SHORT PROBLEM:
In the forum thread below about JD 4020 hydraulic remotes, list every controller part that Farmerbrown2 mentions by name.
BEGIN SOURCE EXCERPT
# JD 4020 hydraulic remote question



## Farmerbrown2 (Sep 25, 2018)

I have a JD4020 and JD 2510 in the last couple of years I have noticed pressure at the remotes all the time witch after time makes them leak and then I have to rebuild them.SO I went and got all new O-rings to rebuild the controller under the dash but that doesn't seem to be the problem. Can any one tell me what parts I need in the controller to fix it. Do I need the little balls ,springs, cones or some other parts or am I looking in the wrong place to fix the problem .I've looked on youtube and the net for help but have found very little info just wondering if anyone on here knows how to fix this any help would be great.


----------



## kyfred (Dec 23, 2009)

We have a 3020 that has the blocks 2 outlets on each block one block on both sides behind the seat. The factory blocks I guess I should say and both leak. We have had the tractor to a JD dealer that has rebuilt the blocks twice and still they still leak. I don't know what the answer is. I think the outlets are set up the same as the 4020 if I remember right. A neighbor used to have a 4020 and he would come and look at our 3020 every now and then on a couple of things.
END SOURCE EXCERPT
BEGIN ENTRIES PROVIDED
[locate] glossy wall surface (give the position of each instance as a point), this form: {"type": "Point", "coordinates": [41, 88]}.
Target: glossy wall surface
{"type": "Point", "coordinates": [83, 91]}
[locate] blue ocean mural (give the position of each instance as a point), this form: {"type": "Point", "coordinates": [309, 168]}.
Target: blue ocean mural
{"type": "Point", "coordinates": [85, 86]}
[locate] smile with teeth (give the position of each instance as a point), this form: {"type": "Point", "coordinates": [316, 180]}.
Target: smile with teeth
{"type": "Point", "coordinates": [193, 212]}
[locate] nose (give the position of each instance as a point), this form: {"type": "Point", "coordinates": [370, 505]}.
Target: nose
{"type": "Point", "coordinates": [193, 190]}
END ENTRIES PROVIDED
BEGIN ENTRIES PROVIDED
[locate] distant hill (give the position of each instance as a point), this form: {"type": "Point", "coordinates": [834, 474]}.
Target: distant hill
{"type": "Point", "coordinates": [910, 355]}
END ENTRIES PROVIDED
FULL ANSWER:
O-rings, little balls, springs, cones